● GOAL 1:
Filter the records and copy, unchanged, every line that contains the word "ceiling".

● TEXT:
>>>>>

Saudi Arabia has no personal income tax on salary, making the Foreign Earned Income Exclusion (FEIE) the primary tool for US expats to avoid US tax on their wages. Since there is no comprehensive income tax treaty or social security totalization agreement, complexities arise for investors, business owners, and the self-employed. These individuals may face significant US tax and reporting obligations with no offsetting Saudi taxes.
US filing basics every American abroad must know
US citizens and green-card holders are taxed on worldwide income wherever they live, and usually must file Form 1040 once gross income exceeds the IRS threshold (roughly $15,000 to $30,000 depending on filing status for recent years), even when no tax is ultimately due. The tools that prevent double taxation are the Foreign Earned Income Exclusion (FEIE, up to $130,000 for 2025 under IRC §911) and the Foreign Tax Credit.
Two reporting rules catch most filers in Saudi Arabia: the FBAR (FinCEN Form 114), required when foreign financial accounts exceed $10,000 in aggregate at any point in the year, and Form 8938 (FATCA) for specified foreign assets above the applicable threshold. Both can carry penalties even when no tax is owed. If you are behind, the Streamlined Filing Compliance Procedures are the usual penalty-free path back for non-willful taxpayers.

<<<<<

● GOAL 2:
Summarize the text above on US taxes for Americans in Saudi Arabia in two sentences.

● DATA ENTRIES:
>>>>>

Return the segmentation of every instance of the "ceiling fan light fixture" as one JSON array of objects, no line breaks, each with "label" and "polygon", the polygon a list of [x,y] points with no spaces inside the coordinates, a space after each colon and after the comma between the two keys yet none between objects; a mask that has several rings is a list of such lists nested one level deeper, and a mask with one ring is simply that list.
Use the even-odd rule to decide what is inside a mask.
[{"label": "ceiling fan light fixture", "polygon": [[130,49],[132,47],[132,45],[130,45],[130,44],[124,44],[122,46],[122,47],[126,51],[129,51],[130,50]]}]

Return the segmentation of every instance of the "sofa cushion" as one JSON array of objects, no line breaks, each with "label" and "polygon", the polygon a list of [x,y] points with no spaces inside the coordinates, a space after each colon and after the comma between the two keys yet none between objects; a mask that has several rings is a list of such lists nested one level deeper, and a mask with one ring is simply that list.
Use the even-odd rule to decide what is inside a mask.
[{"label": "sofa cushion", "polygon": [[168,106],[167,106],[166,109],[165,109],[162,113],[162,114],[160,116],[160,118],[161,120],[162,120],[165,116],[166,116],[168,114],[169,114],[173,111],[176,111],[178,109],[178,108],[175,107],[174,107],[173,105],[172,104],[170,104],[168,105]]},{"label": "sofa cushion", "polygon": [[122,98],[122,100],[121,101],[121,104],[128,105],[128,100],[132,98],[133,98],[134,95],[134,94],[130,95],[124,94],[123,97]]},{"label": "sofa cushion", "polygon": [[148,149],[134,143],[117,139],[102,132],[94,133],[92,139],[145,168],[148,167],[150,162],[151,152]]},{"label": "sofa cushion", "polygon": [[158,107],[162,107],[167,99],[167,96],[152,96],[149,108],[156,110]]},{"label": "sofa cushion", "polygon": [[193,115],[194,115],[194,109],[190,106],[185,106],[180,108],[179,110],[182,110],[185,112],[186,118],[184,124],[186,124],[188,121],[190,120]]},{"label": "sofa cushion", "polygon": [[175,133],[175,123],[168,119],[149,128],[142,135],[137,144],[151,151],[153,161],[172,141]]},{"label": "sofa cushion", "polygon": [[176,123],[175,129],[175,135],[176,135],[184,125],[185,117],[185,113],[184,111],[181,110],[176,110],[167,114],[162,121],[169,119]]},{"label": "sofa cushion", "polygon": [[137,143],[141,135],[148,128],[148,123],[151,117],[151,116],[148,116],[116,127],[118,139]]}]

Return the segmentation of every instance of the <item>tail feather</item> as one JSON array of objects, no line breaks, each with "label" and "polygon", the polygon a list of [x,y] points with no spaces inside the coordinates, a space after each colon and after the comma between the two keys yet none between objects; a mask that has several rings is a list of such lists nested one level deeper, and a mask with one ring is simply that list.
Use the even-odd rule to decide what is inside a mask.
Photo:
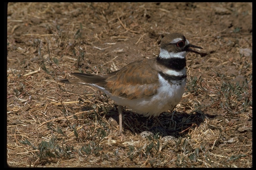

<<<<<

● TASK OUTPUT 1:
Return the segmentation of every instance of the "ceiling fan light fixture" as one JSON array of objects, no line breaks, each with "label" and "polygon", the polygon a list of [x,y] points with no spaces inside the coordinates, a space after each colon and after the comma between the two keys yet none between objects; a mask that has several rings is a list of such lists nested one level deeper, and a mask with one ring is simply that list.
[{"label": "ceiling fan light fixture", "polygon": [[130,49],[132,47],[132,45],[130,45],[130,44],[124,44],[122,46],[122,47],[126,51],[129,51],[130,50]]}]

● TASK OUTPUT 2:
Because Saudi Arabia has no personal income tax on salary, US expats there rely chiefly on the Foreign Earned Income Exclusion, while investors, business owners, and the self-employed may face significant US tax and reporting obligations since there is no comprehensive income tax treaty or totalization agreement. US citizens and green-card holders are taxed on worldwide income and usually must file Form 1040 once gross income exceeds the IRS threshold, and many must also file the FBAR and Form 8938, both of which can carry penalties even when no tax is owed.